** START **
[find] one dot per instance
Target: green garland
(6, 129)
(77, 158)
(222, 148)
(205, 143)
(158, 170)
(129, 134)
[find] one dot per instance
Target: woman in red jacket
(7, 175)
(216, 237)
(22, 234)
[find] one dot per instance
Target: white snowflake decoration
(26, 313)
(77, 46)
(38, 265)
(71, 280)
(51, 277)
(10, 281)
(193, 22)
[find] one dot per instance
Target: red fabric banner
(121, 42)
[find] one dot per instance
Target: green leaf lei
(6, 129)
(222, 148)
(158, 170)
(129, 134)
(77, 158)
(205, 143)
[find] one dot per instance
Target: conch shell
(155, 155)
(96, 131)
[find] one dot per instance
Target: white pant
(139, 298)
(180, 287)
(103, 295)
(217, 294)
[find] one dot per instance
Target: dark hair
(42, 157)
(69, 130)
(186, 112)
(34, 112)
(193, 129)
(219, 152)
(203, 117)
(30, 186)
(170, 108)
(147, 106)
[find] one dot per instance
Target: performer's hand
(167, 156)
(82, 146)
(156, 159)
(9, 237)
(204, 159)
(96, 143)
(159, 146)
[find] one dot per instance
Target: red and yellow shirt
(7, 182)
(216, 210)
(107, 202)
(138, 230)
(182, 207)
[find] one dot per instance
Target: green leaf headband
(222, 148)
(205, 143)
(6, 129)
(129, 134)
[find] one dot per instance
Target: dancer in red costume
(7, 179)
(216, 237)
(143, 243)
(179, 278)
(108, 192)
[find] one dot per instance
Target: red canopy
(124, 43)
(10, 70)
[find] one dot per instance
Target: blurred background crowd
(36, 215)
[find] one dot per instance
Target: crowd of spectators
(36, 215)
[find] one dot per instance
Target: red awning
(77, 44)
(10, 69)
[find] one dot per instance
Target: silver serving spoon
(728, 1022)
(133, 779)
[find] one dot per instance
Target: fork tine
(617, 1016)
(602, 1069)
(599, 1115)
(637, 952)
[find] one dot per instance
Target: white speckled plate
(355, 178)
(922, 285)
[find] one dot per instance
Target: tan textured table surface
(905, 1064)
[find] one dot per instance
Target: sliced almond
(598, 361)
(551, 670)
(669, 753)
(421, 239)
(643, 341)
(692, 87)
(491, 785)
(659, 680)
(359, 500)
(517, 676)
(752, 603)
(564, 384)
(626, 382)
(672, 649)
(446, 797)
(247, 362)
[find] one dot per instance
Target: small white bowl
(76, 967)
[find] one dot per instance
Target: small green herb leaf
** END **
Write out every line from the records above, word for word.

[find] one dot per instance
Target: green garland
(6, 129)
(77, 158)
(222, 148)
(205, 143)
(158, 170)
(129, 134)
[find] one dot per instance
Target: woman in red jacket
(7, 175)
(216, 237)
(22, 234)
[find] one dot per instance
Target: white snowflake decoration
(26, 313)
(77, 46)
(38, 265)
(71, 280)
(51, 277)
(10, 281)
(193, 22)
[find] one dot per instance
Target: red fabric banner
(121, 42)
[find] one dot per instance
Target: green leaf lei
(6, 129)
(222, 148)
(158, 170)
(129, 134)
(77, 158)
(205, 143)
[find] one dot per instance
Target: conch shell
(155, 155)
(96, 131)
[find] one dot per instance
Target: white pant
(139, 298)
(180, 287)
(103, 295)
(217, 294)
[find] one dot per instance
Target: dark hair
(42, 157)
(69, 130)
(186, 112)
(34, 112)
(193, 129)
(219, 152)
(203, 117)
(30, 186)
(170, 108)
(147, 106)
[find] one dot per instance
Target: performer's hand
(167, 156)
(82, 146)
(156, 159)
(9, 237)
(204, 159)
(96, 143)
(159, 146)
[find] one dot per instance
Target: red and yellow shirt
(7, 182)
(216, 210)
(107, 202)
(138, 230)
(182, 207)
[find] one dot per instance
Target: green leaf headband
(222, 148)
(205, 143)
(6, 129)
(129, 134)
[find] one dot per instance
Target: dancer in red costume
(7, 179)
(216, 237)
(143, 243)
(179, 278)
(108, 192)
[find] one dot per instance
Target: red canopy
(124, 43)
(10, 70)
[find] one dot per instance
Target: blurred background crowd
(36, 215)
[find] one dot per instance
Target: crowd of spectators
(36, 215)
[find] one dot per instance
Target: red awning
(77, 44)
(10, 69)
[find] one dot per instance
Target: silver serving spoon
(728, 1022)
(133, 779)
[find] one dot per instance
Target: fork tine
(617, 1016)
(602, 1069)
(599, 1115)
(637, 952)
[find] one dot per instance
Target: white speckled plate
(355, 178)
(922, 285)
[find] one dot per instance
Target: tan textured table surface
(905, 1064)
[find] one dot per instance
Target: sliced almond
(598, 361)
(551, 670)
(669, 753)
(421, 239)
(643, 341)
(692, 87)
(491, 785)
(659, 680)
(359, 500)
(517, 676)
(752, 603)
(564, 384)
(626, 382)
(672, 649)
(446, 797)
(247, 362)
[find] one dot per instance
Target: small white bowl
(76, 967)
[find] one dot per instance
Target: small green herb leaf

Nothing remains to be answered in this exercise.